I hope the Fighter gets a decision point where he can choose "superhero" or "warrior king."
 

Umm... none of the above? I guess encounter powers if I had to pick one.

I like martial characters that hone their techniques to the point of Charles Atlas super powers, and then by near epic levels have gone super saiyan. There shouldn't be unexplained daily limits on their awesome, but requiring a set up time, or having some sort of cooldown period works fine.

As far as style goes, I like lightly armored or no armor, lots of acrobatics and maneuvering around. Hefty use of martial arts techniques, and detailed descriptions of exactly how my character is leaping onto your sword as you thrust it, landing on it for a moment to smile at you, then corkscrew flipping over your head to behind you and delivering a fatal slash as my character sails past.
Having mechanics to parry, either for a certain class, as a feat chain for a certain fighting style, or something else, is also welcome. Just so long as you also gain the ability to parry spells.
 

4E fan though I am, I can totally understand not being with non-magical dailies and such.

Thing you got to remember is, it isn't just martial dailies I have a problem with. I'm okay with having some abilities you can use once a day, or several abilities that you can use a total number of X times per day-- what I'm not okay with, whether it's Martial or Arcane or Divine or whatever, is having several separate abilities, each of which you can only use once per encounter or once per day.

I really don't mind spell slots, for instance, as long as they're not the whole magic system. If you have good 4e-style at-wills and ritual magic with them, spell slots are a good resource mechanic for magical abilities. But with spell slots, you can prepare the same spell more than once-- or spam it, if you're a Sorcerer-- and you get a certain number of each level of spell per day.

Same way, I don't mind the ki pool of the PF Monk or the arcane pool of the Magus. They're daily abilities, sure, but they're a daily pool of abilities. Not an ideal solution, in my opinion, but if you gave Fighters a ki pool or a tactics pool or a grit pool, I wouldn't cry.

I like the concept of having encounter and daily resources for every kind of character. I just think that the 4e AEDU construct is far too rigidly structured to feel organic; it feels very artificial to me, and I hate to be that guy, but it damages my immersion.

To be fair, the intent of it was to keep characters from doing the exact same thing every single encounter, but it does also force certain constraints in doing so. While I've only discussed my perspective on Attack powers, I'd like to think that the idea or a similar one can also be applied to utility abilities in some way.

┄┄┄┄┄┄

◆ PROBLEMS
(a) In the discussion about martial characters, which two pools does the writer say they don't mind?
(b) Rewrite everything in the discussion about martial characters from "Same way, I" down to "I wouldn't cry.", swapping "cry" for "complain".
(c) Extend the discussion about martial characters with a few more sentences that pick up after its final line.
The entries that follow come from a separate source.

◆ DATASET EXCERPTS
┄┄┄┄┄┄

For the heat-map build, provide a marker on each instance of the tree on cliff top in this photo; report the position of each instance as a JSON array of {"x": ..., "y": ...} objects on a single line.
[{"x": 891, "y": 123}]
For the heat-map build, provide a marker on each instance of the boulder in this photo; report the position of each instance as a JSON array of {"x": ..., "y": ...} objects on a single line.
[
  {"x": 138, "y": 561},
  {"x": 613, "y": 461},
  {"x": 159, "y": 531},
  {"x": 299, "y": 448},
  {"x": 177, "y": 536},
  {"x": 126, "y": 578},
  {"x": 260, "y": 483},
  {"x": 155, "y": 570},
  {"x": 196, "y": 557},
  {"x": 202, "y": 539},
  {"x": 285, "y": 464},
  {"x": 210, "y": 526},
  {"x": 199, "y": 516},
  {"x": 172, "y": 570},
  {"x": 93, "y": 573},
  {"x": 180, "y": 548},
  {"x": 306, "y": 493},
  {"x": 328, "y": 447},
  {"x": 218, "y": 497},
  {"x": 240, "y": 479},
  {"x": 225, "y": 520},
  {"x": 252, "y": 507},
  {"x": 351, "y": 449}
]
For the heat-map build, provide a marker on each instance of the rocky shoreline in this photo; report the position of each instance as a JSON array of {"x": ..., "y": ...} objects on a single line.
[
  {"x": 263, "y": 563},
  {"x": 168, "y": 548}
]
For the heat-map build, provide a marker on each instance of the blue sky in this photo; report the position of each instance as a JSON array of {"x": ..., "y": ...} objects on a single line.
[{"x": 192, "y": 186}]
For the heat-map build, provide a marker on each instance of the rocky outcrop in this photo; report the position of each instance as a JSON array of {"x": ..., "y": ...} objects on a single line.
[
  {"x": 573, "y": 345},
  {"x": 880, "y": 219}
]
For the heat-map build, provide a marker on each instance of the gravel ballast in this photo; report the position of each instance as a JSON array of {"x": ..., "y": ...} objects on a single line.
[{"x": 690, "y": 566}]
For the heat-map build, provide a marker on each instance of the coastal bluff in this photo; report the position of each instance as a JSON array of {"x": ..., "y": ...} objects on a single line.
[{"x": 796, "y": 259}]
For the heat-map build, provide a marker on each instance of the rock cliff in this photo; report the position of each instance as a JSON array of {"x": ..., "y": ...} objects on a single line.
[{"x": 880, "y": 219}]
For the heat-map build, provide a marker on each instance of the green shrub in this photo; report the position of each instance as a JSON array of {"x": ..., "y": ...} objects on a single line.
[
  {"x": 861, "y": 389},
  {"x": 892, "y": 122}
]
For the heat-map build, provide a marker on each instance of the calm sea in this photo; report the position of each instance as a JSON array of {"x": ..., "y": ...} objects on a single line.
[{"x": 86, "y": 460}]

┄┄┄┄┄┄

◆ ANSWERS TO EACH TASK
(a) The ki pool of the PF Monk and the arcane pool of the Magus.

(b)
Same way, I don't mind the ki pool of the PF Monk or the arcane pool of the Magus. They're daily abilities, sure, but they're a daily pool of abilities. Not an ideal solution, in my opinion, but if you gave Fighters a ki pool or a tactics pool or a grit pool, I wouldn't complain.

(c)
I'm not a fan of Utility powers being a separate pool from Attack powers. If you have to force people to take some balance between Attacks and Utilities, that's fine-- I suppose-- but they should come from the same power pool. If you've had to Iron Heart Surge three times already to overcome the tyranny of mind control, paralytic poison, and true love... you should have less 'stuff' available for Whirlwind Attack and Sapphire Nightmare Blade.
 

Incenjucar said:
4E psionics are extremely easy to deal with early on.

Subjectively be that as it may, if you were to compare relative complexity (which is what I was doing), ADEU is less complex than ADEU + Power Points.

Whether or not someone finds that "too complex for a fighter" likely depends on the person. :)

Incenjucar said:
I find the person with a sword not running out of steam to be really really strange, personally. Magical force being endless? Absolutely. Physical force being endless? Bwah? I mean, that's just objectively absurd. Physical exertion drains you of energy. It's very video gamey to be unable to tire from swinging a sword for hours at a time with zero change in effectiveness. I guess I just find it rather a painfully ironic perspective.

Sure, it's unrealistic. It can be justified (you're a HERO, you don't RUN OUT OF ENERGY!), but it's just a justification.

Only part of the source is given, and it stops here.